- _Set task_: Pick out every line in the data below that contains the word "dark", and copy each of those lines in full.

━━ Information provided

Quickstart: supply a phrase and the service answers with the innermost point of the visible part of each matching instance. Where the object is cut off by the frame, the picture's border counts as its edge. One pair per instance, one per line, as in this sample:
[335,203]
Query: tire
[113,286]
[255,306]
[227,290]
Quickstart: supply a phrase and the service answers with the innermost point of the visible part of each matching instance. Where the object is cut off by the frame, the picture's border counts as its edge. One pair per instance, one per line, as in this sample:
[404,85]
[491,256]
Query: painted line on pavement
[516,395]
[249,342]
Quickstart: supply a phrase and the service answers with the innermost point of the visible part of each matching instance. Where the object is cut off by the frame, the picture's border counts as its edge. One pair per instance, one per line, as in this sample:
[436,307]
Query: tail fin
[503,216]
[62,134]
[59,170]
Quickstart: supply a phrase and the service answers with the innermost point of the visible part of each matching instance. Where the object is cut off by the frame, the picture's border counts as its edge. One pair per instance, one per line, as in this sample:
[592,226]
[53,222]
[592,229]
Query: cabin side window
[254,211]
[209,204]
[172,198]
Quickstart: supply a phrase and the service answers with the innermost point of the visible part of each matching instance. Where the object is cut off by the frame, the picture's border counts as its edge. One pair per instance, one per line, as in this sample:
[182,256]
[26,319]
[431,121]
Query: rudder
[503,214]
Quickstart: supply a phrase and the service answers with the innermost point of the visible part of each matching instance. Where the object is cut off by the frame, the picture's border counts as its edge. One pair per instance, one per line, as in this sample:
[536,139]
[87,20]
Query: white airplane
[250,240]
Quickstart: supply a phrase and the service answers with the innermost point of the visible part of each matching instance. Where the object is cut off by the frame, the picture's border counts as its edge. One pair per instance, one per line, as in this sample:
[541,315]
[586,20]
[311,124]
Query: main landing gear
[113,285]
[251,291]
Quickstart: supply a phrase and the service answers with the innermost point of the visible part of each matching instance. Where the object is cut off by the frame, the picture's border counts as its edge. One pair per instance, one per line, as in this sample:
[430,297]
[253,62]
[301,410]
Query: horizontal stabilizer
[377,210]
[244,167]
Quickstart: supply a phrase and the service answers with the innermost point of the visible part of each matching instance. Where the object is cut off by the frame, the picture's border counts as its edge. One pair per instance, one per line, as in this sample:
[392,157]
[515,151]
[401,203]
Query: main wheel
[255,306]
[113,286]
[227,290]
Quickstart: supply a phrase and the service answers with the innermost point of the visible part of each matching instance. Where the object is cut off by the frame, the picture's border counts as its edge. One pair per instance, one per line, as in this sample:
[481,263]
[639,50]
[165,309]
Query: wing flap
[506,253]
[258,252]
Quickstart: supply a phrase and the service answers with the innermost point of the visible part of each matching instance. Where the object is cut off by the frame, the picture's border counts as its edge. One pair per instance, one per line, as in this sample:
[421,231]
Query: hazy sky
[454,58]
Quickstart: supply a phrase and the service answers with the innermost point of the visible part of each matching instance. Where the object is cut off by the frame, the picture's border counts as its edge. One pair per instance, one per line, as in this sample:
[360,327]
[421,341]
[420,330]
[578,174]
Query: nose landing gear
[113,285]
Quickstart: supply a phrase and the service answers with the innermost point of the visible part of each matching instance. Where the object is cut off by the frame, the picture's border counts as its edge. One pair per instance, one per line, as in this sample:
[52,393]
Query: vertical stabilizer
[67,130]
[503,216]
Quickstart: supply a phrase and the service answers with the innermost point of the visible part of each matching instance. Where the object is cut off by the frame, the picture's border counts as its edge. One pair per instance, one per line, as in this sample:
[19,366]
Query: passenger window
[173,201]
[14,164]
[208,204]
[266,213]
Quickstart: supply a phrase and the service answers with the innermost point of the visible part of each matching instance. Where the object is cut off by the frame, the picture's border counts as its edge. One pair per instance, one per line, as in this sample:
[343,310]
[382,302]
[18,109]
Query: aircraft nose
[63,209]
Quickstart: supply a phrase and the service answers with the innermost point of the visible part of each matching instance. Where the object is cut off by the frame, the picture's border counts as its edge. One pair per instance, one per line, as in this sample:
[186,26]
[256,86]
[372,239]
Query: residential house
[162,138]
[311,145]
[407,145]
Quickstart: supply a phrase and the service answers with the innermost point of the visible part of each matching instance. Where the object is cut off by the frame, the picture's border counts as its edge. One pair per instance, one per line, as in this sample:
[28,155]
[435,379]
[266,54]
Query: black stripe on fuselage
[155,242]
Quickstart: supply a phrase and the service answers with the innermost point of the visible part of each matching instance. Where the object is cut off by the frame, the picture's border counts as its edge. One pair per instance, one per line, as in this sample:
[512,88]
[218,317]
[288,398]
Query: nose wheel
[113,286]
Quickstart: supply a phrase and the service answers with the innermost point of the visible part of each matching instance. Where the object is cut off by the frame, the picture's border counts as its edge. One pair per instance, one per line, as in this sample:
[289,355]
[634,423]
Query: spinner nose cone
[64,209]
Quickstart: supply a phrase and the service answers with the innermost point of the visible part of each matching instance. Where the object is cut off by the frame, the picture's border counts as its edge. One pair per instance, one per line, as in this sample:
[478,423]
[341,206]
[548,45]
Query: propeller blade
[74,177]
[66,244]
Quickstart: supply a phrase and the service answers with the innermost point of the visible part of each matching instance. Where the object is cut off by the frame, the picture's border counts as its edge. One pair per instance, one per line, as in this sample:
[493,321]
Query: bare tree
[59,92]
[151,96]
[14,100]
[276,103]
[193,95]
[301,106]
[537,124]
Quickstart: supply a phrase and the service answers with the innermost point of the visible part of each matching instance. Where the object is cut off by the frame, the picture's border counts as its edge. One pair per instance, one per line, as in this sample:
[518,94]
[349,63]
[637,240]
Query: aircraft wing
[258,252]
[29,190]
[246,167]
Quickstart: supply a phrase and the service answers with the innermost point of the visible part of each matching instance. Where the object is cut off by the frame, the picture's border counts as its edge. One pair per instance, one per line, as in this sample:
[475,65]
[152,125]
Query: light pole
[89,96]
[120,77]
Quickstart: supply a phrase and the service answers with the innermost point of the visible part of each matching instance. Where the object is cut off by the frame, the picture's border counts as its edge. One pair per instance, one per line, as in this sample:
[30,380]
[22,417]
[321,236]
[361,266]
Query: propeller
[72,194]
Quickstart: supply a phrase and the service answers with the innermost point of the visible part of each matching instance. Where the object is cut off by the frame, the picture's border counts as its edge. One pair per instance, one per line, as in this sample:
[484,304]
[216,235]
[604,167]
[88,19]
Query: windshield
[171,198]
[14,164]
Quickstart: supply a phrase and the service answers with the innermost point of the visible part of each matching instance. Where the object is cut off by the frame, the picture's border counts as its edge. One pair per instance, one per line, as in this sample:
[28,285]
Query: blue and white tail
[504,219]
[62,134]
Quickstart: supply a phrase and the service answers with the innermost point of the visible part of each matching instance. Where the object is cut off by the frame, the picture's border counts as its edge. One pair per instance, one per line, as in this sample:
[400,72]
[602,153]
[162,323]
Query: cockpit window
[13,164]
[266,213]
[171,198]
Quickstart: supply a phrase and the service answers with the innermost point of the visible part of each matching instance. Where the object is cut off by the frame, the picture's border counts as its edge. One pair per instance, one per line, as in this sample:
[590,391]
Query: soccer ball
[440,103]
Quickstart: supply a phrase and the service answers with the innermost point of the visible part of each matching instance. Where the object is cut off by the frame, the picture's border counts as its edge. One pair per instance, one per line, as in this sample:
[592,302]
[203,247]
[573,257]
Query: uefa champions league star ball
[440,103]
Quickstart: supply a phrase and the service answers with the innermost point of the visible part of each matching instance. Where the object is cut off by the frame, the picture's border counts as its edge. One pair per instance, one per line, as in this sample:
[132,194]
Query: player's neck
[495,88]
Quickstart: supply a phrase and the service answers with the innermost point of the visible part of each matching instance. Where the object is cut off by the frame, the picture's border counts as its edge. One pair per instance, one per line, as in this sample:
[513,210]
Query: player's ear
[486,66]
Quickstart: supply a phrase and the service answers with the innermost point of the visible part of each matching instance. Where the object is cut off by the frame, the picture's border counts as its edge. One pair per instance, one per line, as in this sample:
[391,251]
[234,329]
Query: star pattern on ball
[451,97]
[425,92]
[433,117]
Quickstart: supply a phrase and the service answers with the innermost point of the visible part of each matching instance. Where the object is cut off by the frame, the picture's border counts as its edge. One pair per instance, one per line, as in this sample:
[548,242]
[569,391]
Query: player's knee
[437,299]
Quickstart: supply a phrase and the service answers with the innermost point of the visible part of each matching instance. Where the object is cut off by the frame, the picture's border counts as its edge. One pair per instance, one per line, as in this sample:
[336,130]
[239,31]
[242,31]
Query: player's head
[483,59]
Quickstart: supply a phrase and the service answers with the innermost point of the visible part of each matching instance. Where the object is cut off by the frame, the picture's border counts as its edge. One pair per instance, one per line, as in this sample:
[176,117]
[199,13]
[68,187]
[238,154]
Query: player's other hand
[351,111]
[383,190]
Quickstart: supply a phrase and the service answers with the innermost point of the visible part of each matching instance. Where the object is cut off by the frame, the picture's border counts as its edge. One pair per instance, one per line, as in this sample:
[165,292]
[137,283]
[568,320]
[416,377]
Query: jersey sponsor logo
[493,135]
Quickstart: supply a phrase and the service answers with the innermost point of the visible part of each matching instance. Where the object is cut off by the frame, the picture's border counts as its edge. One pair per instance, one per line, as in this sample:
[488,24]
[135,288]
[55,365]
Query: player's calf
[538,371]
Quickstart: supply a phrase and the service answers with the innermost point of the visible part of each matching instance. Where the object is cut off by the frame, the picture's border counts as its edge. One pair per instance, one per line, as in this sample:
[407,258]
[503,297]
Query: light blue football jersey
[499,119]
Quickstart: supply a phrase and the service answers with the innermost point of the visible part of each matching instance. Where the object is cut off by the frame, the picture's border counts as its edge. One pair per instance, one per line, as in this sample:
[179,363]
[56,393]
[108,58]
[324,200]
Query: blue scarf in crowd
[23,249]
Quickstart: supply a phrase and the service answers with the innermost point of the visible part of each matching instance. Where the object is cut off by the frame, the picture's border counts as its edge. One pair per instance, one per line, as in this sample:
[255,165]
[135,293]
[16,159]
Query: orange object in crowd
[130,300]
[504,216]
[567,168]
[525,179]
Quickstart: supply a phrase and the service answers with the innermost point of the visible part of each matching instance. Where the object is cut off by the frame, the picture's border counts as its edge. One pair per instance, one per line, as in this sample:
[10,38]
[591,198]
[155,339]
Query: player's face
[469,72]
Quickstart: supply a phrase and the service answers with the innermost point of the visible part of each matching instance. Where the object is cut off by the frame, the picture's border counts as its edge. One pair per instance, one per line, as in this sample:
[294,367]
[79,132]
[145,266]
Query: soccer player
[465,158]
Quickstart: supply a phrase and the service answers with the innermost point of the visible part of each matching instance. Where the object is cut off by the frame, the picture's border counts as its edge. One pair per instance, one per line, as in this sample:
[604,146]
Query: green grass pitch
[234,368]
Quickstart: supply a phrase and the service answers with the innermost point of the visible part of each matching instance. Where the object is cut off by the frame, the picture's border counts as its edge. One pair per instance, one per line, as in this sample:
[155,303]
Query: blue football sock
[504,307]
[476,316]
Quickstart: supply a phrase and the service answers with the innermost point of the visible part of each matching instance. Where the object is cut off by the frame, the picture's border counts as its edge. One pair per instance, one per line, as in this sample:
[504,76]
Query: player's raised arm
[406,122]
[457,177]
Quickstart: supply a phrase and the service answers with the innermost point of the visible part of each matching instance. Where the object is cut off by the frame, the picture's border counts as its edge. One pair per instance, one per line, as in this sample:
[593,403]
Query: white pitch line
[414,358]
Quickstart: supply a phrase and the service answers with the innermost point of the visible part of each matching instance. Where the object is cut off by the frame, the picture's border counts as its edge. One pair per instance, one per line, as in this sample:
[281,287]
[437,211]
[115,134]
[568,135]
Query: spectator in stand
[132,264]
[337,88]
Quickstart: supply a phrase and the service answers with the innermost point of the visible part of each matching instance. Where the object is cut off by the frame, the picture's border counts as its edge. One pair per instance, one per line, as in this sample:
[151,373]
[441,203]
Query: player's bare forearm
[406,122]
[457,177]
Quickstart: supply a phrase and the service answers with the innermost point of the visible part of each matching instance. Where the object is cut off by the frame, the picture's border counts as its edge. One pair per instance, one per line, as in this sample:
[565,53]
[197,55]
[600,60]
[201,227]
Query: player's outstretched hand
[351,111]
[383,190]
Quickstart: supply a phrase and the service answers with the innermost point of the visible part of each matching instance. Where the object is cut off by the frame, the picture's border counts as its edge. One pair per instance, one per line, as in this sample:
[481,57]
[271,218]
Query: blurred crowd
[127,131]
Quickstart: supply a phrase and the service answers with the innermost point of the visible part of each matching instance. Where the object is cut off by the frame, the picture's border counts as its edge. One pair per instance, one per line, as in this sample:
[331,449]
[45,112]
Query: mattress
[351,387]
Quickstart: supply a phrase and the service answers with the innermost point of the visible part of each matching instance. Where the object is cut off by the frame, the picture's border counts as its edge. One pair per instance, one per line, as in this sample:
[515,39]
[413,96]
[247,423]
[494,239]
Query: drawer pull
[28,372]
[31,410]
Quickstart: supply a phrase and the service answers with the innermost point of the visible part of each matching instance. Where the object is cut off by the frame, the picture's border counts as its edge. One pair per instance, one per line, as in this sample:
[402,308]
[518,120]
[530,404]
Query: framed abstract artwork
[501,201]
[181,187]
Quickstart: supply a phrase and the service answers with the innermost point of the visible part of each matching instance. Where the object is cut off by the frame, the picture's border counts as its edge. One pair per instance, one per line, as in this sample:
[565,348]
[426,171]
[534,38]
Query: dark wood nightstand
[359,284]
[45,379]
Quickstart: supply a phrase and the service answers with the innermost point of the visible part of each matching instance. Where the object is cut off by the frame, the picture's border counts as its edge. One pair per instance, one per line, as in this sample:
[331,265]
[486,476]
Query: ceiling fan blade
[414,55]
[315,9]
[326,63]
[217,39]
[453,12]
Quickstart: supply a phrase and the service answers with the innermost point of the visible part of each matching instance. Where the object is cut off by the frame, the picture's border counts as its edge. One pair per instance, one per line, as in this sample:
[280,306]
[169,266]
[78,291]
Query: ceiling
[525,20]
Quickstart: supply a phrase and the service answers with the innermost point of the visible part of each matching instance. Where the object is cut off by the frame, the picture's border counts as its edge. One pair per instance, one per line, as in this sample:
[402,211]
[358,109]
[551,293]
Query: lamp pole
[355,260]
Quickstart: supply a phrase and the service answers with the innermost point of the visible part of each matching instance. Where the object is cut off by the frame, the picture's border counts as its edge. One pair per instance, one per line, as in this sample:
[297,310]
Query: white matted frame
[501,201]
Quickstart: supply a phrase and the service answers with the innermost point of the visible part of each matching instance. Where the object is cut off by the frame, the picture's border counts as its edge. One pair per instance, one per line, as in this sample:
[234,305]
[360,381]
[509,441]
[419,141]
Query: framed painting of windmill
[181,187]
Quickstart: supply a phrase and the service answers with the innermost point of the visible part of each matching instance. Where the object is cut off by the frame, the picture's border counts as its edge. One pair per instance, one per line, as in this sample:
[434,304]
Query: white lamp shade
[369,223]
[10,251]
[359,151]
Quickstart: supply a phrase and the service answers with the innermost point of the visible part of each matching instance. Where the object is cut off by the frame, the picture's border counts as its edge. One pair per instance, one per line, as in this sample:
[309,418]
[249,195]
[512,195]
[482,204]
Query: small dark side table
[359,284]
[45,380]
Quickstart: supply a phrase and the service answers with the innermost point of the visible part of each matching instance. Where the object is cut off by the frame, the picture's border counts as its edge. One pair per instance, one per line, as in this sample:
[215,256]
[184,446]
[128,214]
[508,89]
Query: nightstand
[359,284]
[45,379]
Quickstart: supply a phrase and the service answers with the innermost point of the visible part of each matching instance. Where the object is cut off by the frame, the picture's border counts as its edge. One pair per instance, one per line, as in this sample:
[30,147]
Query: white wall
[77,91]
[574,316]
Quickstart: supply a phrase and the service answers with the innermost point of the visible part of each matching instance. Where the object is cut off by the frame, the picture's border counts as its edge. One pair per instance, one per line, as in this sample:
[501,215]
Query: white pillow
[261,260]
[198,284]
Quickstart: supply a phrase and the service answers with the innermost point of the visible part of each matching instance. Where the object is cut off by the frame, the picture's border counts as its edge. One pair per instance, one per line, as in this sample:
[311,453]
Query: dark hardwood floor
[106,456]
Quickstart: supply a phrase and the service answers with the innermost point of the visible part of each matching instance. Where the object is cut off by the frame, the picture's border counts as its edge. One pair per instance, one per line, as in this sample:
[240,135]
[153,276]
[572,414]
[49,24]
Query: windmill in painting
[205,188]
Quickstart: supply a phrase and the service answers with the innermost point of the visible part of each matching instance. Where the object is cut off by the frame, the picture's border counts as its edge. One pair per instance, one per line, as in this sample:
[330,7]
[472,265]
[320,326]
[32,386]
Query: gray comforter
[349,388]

━━━━

- _Exercise solution_:
Query: dark wood nightstand
Query: small dark side table
Query: dark hardwood floor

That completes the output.